**What is expected**
Retype the passage of the Rage review between "One can’t always" and "otherwise visually enhanced.", inclusive, with no changes.

**Page**
Note: open these screenshot links in new tabs to see the full resolution – it’s worth it.

One can’t always begin a review with the graphics, but with Rage the discussion must begin, and in a way end, with them. id’s John Carmack and his team have put together an absolutely astounding world and engine. What it lacks in originality (every visual aspect is either cliche or an FPS standby) it makes up in fidelity and attention to detail. The organic look of the environments, whether frontier town, abandoned refinery, military base, repurposed cave, or ruined city, is unequaled in games as of this review. The only games that come close are Crysis 2 and Battlefield 3, though neither of those has the on-rails gameplay that allows every vista and every hallway to be lavishly decorated, deconstructed, and otherwise visually enhanced.

It really is a feast for the eyes, and small details are everywhere. It’s clear, especially from the paucity of the gameplay, that the focus of this team was on the creation of fully-realized environments, however restrictive and unoriginal they may be. It’s occasionally breathtaking, and rarely anything less than competent.

The game ran extremely well on my mid-range rig, and apparently runs at a steady 60 frames per second on both the 360 and PS3. I had some video configuration problems (v-sync refused to turn on) and the texture pop issues were occasionally present, but it was largely a seamless, quick-loading, and visually consistent trip.

So, that’s the good part.

Gameplay

As I said, I believe the gameplay in Doom, and nearly every FPS since, is more sophisticated than that of Rage. There is absolutely no variation at all, from start to finish. The only thing that changes are the guns you have and the amount of damage the enemies can withstand. Every mission is identical: get in your car, travel to a door in the wasteland, go through the one-way dungeon (there are almost zero forks or open areas), collect an item or kill someone, and then usually take a convenient shortcut back to the start. Rinse, buy ammo, and repeat about 40 times.

The last thing I mentioned always bugged me. You will literally take a mile-long path through dozens of buildings and corridors, and then, reaching your objective, find that it was actually only a flight of steps and a door from where you started. I realize not every game aspires to logical level design, but it felt a little ridiculous. Why not have the player come out the other end, steal an enemy car, and drive back to the entrance?

Progressing through these levels is the exact same every time, as well. Technically you can sneak, but the few times when you can actually take out a few guys without making a noise are scripted, with the dudes starting facing the wrong direction, and your killing them setting off the usual flood of baddies. You advance room by room, hallway by hallway, shooting and grenading these people the same way for hours. There’s no way to vary the combat — you can rush in and use the shotgun, sure, or hang back and snipe, but what if you want to drop down on some enemies below you, use your melee, and so on? Nope. It’s a bit ironic that throughout the whole game you can barely find a straight line (so detailed are the environments), except for the path of your character. There are side quests, but they generally just get you cash and follow the same rules.

**Supplied data**
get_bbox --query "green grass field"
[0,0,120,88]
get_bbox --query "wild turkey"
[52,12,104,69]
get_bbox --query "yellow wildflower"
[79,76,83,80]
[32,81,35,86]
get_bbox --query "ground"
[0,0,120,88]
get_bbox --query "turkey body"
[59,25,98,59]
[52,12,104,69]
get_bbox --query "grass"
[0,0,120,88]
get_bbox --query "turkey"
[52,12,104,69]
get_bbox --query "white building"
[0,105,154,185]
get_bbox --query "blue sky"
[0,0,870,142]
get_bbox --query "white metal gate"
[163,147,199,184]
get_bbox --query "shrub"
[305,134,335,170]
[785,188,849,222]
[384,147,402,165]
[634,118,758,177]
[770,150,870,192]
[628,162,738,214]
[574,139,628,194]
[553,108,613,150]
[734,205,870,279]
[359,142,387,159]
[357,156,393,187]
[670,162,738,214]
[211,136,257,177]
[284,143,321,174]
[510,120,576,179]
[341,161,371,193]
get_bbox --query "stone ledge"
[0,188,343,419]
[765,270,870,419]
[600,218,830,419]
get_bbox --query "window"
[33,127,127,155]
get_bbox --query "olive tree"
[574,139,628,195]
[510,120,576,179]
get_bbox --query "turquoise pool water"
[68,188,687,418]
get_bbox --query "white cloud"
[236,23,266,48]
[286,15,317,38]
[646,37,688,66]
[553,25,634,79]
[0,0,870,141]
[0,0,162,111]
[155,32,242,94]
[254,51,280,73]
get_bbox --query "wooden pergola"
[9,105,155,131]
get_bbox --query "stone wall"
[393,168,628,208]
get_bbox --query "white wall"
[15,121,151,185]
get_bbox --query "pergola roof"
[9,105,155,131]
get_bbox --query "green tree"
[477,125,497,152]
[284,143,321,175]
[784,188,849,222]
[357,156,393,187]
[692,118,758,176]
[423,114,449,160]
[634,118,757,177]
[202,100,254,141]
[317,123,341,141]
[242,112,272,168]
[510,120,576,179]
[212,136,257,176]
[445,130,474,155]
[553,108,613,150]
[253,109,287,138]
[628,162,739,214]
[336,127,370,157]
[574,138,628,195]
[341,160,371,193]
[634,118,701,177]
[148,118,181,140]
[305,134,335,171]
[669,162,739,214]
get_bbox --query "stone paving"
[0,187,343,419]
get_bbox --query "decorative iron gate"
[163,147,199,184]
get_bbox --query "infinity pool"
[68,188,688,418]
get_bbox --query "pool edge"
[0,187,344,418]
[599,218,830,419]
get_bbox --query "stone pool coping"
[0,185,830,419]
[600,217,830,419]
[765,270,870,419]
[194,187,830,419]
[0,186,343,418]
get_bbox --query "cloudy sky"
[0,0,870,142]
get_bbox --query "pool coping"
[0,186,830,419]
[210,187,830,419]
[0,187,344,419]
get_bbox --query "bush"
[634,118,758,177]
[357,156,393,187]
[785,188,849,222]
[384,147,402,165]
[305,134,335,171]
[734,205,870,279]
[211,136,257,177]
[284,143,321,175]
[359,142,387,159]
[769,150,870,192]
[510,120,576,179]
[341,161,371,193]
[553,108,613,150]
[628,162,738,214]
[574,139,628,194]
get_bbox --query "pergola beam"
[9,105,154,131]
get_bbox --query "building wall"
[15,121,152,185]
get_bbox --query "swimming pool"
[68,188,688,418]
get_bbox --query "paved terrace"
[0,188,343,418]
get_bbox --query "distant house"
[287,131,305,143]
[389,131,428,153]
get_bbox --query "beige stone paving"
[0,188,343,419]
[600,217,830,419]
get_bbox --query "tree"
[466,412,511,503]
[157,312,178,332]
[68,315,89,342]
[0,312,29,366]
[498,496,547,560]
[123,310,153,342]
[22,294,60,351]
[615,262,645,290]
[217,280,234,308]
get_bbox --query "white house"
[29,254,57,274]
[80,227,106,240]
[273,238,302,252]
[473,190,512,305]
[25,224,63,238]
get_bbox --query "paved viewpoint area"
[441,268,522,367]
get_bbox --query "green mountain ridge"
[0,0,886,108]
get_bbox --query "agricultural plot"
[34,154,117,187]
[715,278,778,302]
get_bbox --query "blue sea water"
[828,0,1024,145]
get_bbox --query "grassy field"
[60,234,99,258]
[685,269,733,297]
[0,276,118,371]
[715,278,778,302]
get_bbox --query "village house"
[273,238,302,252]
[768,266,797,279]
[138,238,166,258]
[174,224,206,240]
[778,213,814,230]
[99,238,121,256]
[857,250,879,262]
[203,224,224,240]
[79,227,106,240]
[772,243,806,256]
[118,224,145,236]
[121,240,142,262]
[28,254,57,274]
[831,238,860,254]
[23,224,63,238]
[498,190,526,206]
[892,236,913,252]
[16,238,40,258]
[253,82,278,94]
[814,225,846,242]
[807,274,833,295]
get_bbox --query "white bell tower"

**Written solution**
One can’t always begin a review with the graphics, but with Rage the discussion must begin, and in a way end, with them. id’s John Carmack and his team have put together an absolutely astounding world and engine. What it lacks in originality (every visual aspect is either cliche or an FPS standby) it makes up in fidelity and attention to detail. The organic look of the environments, whether frontier town, abandoned refinery, military base, repurposed cave, or ruined city, is unequaled in games as of this review. The only games that come close are Crysis 2 and Battlefield 3, though neither of those has the on-rails gameplay that allows every vista and every hallway to be lavishly decorated, deconstructed, and otherwise visually enhanced.